● Directions
In the data below, quote word for word the stretch from the line containing "For this dataset, tag each instance of the floor" through the line containing "[[298, 85]]", including both of those lines.

Point labels for objects:
§ §

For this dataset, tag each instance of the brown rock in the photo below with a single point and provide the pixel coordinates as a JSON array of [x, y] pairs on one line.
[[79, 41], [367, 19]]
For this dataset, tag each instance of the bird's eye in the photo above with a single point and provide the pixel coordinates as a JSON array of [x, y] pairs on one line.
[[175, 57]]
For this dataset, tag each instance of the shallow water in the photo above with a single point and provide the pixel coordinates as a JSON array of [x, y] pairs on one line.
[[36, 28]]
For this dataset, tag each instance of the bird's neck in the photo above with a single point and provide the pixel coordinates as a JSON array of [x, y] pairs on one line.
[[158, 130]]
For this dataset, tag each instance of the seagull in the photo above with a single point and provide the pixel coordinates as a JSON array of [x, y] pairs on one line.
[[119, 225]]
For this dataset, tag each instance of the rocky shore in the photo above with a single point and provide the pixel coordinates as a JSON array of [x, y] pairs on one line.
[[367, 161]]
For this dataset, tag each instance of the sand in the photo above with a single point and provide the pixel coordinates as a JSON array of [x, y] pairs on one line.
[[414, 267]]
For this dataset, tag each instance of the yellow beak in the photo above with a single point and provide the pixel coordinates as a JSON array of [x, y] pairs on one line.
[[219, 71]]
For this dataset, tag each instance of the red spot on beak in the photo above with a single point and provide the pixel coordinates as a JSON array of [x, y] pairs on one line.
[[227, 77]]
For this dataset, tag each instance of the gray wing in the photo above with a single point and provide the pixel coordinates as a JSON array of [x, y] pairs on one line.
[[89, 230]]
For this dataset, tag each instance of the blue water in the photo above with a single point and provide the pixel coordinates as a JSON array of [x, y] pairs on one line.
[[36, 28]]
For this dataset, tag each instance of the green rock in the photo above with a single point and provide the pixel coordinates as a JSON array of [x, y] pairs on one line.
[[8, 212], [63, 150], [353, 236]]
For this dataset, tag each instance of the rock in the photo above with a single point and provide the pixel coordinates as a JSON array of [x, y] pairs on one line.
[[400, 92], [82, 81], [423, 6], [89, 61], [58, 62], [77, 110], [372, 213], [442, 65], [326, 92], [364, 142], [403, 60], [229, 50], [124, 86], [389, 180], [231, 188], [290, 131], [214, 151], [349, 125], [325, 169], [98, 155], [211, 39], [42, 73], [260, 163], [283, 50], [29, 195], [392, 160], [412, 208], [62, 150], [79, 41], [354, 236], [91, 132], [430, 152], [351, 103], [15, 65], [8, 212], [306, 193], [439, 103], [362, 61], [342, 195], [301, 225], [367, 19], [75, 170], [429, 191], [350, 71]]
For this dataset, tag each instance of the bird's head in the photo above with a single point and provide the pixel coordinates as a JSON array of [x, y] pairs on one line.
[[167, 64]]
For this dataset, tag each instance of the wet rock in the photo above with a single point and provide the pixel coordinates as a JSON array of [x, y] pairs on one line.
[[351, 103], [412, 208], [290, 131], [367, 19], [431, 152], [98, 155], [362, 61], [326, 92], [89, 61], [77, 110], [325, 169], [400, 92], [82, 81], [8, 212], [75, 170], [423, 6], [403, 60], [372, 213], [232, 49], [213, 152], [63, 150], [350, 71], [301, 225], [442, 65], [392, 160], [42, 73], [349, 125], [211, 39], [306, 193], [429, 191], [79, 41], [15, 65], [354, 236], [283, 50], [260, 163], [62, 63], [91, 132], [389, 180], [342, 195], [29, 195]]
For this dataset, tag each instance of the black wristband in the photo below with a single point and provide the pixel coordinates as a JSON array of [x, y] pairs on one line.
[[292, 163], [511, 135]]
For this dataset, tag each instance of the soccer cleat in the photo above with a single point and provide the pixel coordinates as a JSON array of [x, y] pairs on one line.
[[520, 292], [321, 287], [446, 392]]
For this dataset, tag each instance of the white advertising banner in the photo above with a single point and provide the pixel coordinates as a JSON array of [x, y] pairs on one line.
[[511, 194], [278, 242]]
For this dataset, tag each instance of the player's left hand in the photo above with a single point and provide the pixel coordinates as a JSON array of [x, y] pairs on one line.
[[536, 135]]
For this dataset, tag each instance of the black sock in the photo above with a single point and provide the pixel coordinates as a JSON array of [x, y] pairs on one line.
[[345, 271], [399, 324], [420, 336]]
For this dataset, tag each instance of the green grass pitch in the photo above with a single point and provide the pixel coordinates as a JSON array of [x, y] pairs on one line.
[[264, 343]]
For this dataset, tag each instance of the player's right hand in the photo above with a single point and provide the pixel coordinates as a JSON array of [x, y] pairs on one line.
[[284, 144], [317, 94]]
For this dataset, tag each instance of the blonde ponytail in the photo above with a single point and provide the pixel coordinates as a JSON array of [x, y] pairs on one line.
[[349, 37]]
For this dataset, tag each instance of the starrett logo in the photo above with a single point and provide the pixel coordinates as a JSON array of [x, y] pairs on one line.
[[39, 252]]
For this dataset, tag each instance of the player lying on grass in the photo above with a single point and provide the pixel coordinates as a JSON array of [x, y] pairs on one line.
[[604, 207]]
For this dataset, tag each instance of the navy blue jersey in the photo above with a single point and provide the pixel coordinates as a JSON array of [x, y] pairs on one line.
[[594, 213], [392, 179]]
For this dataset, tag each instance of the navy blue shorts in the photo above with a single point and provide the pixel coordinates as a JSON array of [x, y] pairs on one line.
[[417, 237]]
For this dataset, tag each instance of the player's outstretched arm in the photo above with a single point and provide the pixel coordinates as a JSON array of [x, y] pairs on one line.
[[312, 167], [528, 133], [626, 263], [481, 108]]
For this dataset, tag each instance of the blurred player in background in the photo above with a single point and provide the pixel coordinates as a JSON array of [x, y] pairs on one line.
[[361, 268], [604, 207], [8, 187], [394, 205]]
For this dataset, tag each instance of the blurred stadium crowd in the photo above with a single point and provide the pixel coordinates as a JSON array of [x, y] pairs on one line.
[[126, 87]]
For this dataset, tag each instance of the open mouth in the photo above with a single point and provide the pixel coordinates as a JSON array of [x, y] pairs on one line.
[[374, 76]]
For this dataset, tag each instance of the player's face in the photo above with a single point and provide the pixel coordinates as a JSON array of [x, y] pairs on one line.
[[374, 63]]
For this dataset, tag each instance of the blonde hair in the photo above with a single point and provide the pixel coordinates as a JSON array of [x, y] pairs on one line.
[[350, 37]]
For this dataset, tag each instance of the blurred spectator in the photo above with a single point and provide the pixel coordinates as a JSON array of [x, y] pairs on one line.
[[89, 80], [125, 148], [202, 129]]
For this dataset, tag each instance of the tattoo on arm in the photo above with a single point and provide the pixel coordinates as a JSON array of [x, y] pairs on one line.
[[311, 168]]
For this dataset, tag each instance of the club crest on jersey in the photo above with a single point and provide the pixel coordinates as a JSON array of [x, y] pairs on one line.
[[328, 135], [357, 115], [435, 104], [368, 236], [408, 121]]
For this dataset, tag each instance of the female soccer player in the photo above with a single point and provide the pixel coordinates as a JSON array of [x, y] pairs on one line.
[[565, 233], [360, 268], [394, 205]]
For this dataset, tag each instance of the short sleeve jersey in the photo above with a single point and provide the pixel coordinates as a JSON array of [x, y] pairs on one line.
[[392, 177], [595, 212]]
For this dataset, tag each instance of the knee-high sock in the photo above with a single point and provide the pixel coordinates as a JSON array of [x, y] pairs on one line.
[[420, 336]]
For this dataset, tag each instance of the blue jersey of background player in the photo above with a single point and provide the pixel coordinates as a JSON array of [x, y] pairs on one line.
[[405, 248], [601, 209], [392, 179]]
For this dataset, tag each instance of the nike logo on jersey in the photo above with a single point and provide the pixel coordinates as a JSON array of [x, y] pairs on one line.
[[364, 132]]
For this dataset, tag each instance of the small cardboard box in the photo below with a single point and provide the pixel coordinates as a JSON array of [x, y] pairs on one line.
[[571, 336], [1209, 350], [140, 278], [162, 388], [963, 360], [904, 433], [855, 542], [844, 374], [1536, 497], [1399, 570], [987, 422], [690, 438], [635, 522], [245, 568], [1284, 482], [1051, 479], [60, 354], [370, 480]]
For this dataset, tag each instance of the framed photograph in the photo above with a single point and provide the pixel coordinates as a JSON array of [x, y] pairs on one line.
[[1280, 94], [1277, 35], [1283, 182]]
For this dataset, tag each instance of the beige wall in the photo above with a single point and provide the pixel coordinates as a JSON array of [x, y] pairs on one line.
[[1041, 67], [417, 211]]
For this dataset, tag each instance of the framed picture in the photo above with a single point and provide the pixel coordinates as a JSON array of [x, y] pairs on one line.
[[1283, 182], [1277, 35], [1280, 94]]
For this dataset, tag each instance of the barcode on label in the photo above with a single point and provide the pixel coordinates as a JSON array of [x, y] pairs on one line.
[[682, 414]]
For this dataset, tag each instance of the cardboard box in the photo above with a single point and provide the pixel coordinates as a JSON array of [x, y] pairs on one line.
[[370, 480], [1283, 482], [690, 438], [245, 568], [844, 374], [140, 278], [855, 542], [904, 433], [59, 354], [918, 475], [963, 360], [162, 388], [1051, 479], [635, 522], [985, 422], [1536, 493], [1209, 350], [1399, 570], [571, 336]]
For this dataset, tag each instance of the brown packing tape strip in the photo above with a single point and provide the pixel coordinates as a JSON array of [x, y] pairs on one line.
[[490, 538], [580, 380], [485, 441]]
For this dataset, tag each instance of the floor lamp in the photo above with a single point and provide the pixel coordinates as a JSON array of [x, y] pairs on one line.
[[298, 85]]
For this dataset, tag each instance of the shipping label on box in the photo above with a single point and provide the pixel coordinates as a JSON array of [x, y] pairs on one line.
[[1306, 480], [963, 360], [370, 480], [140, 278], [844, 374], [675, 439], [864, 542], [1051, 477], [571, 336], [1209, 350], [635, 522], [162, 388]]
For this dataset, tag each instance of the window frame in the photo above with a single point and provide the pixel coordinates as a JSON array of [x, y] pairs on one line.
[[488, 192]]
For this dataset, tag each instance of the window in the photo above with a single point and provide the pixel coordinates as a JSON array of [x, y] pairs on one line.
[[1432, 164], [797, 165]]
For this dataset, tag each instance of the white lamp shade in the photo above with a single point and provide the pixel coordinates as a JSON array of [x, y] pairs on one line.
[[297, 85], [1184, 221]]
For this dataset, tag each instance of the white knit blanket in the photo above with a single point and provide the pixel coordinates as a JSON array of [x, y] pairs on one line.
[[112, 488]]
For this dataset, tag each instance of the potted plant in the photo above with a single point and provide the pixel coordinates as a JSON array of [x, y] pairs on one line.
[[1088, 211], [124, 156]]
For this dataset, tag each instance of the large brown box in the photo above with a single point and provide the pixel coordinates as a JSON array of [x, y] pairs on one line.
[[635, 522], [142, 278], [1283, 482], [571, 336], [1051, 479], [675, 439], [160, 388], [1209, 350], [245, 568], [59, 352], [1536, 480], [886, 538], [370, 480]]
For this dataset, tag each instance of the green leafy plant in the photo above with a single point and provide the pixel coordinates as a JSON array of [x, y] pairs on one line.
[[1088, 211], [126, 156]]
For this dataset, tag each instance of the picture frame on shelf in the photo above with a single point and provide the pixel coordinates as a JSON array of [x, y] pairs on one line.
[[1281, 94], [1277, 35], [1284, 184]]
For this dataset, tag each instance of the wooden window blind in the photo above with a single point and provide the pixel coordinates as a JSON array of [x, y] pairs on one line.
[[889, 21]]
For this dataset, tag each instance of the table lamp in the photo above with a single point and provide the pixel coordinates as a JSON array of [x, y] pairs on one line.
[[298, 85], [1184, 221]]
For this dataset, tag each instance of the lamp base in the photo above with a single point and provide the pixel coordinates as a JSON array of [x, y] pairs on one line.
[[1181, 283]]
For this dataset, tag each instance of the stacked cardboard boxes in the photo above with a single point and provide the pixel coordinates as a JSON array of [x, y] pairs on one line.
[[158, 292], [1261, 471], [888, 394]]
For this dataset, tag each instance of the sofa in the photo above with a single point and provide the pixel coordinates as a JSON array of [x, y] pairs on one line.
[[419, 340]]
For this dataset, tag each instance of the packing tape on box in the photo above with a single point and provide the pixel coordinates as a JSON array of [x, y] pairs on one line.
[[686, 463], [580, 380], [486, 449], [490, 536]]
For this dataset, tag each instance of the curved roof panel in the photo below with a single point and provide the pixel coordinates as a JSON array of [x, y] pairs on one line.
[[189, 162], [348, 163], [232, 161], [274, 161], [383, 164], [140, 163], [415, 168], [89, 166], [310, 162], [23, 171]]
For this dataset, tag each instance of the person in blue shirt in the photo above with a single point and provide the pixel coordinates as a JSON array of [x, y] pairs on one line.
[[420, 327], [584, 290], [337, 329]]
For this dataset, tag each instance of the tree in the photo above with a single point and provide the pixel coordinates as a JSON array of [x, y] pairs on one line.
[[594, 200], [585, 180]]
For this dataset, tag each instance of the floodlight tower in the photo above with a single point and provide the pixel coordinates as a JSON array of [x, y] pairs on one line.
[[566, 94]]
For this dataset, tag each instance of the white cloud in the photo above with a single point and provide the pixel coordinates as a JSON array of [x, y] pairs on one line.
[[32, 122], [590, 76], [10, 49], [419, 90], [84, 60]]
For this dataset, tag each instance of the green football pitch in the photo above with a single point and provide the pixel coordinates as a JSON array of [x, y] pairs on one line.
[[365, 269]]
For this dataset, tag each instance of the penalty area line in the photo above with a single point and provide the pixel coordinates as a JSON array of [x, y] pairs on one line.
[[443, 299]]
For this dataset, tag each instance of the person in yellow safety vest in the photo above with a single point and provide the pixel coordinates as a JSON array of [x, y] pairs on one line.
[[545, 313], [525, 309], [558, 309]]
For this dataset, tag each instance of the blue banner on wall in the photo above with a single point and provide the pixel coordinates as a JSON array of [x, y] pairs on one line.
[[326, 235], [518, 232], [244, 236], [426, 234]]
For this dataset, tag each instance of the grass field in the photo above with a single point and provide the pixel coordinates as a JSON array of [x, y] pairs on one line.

§ §

● Result of the task
For this dataset, tag each instance of the floor lamp in the photo above with a single point and provide the pixel coordinates as a JSON array of [x, y] pairs on one line.
[[298, 85]]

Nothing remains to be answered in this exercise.